* _Brief_
Copy every entry below word for word, leaving out the pictures.

____

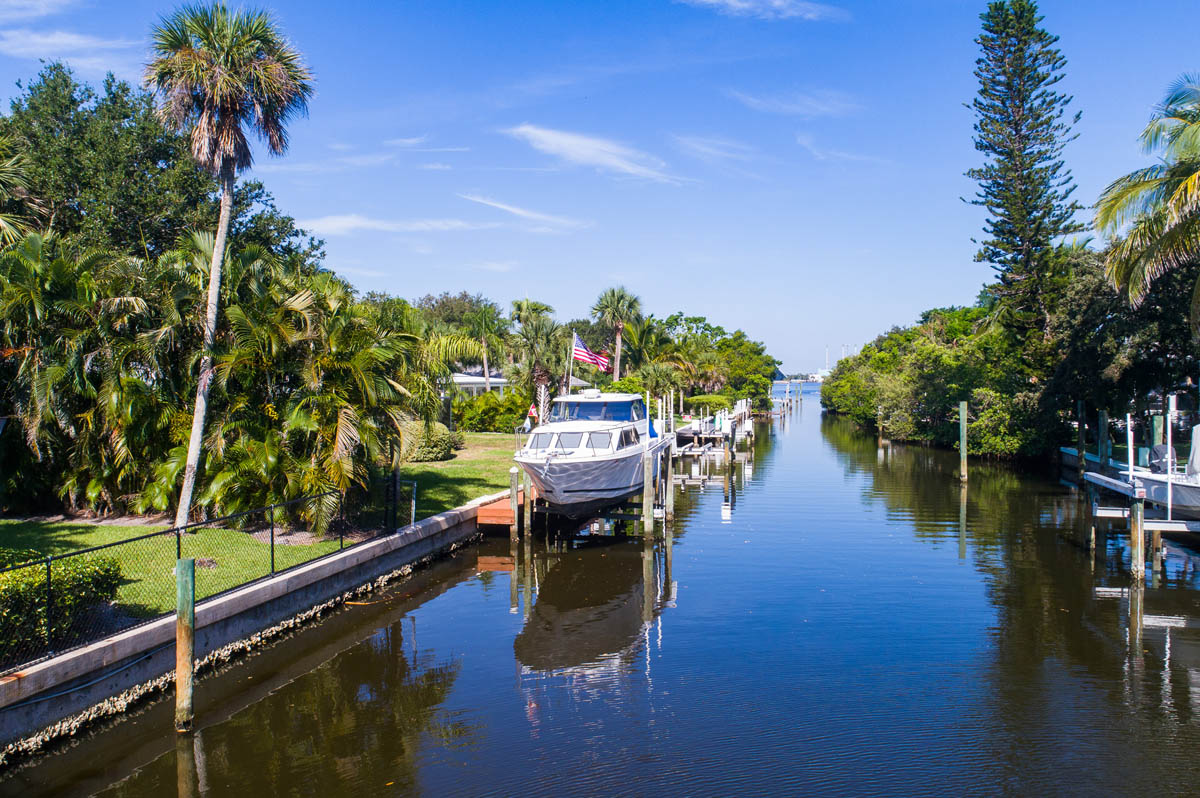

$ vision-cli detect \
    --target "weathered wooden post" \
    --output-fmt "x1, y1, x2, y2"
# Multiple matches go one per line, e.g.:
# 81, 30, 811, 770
1075, 400, 1087, 486
509, 538, 521, 614
1129, 490, 1146, 582
509, 466, 521, 538
662, 452, 674, 521
959, 402, 967, 482
642, 444, 654, 532
524, 473, 533, 533
175, 558, 196, 732
959, 482, 967, 559
1129, 582, 1146, 661
1096, 410, 1111, 463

____

* _Final result_
$ vision-cli detect \
    --target "weathered wooden post" \
    --output-fmt "x1, y1, x2, y2"
# Multiple matches go one per line, e.g.:
# 81, 30, 811, 770
1075, 400, 1087, 486
509, 538, 521, 614
1129, 490, 1146, 582
509, 466, 521, 538
662, 452, 674, 521
959, 402, 967, 482
642, 444, 654, 532
524, 473, 533, 533
175, 558, 196, 732
959, 482, 967, 559
1129, 582, 1146, 661
1096, 410, 1111, 463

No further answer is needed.